[Collected data]
▼

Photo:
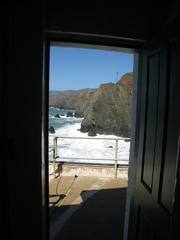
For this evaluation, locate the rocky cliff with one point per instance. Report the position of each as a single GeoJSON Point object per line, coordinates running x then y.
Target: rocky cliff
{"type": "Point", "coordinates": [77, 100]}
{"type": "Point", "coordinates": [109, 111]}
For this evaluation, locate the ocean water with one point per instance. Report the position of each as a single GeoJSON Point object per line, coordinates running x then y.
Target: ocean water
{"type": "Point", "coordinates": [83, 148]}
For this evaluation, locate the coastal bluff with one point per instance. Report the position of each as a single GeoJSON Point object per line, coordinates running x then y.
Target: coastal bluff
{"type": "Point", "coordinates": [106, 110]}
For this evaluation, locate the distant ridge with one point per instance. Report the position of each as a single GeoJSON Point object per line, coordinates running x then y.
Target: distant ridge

▲
▼

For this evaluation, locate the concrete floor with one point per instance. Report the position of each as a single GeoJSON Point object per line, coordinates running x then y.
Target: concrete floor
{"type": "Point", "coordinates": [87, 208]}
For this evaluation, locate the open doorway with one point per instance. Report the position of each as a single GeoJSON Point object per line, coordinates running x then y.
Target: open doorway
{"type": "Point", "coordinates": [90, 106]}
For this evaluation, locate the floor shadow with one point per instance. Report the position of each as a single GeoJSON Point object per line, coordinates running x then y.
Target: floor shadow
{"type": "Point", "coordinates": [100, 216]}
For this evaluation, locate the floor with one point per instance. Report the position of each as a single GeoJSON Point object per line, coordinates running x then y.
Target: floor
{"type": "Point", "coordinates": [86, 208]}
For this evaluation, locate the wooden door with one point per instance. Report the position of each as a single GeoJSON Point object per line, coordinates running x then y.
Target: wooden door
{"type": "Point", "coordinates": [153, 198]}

▲
▼

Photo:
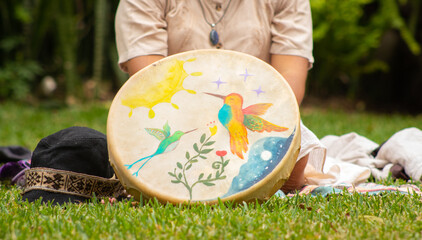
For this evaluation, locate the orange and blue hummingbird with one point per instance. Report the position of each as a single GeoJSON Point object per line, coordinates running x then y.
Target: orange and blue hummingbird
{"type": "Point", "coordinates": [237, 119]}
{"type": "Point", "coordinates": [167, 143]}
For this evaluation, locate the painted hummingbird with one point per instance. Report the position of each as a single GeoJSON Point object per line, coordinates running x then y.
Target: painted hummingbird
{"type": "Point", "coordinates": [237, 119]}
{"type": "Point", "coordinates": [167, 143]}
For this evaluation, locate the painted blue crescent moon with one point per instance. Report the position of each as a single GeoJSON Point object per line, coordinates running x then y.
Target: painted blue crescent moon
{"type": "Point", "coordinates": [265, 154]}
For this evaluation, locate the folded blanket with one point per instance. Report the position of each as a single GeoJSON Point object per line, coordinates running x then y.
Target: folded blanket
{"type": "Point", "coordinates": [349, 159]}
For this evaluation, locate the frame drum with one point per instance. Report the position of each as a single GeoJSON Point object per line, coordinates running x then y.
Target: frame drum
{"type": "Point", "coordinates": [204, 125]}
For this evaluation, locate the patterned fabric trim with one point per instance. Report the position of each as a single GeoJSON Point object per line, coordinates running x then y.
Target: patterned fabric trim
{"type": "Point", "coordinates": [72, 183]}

▲

WHAT IS REQUIRED = Can you give the rows again, starting with the line with "For this evaluation, locate the distant" and going on through the line with "Target: distant ridge", with "distant ridge" renamed to "far-off ridge" and nothing else changed? Return only those lines.

TASK RESPONSE =
For this evaluation, locate the far-off ridge with one point per instance. Report the position of each as a single GeoJSON Point object per line, coordinates running x then y.
Target: far-off ridge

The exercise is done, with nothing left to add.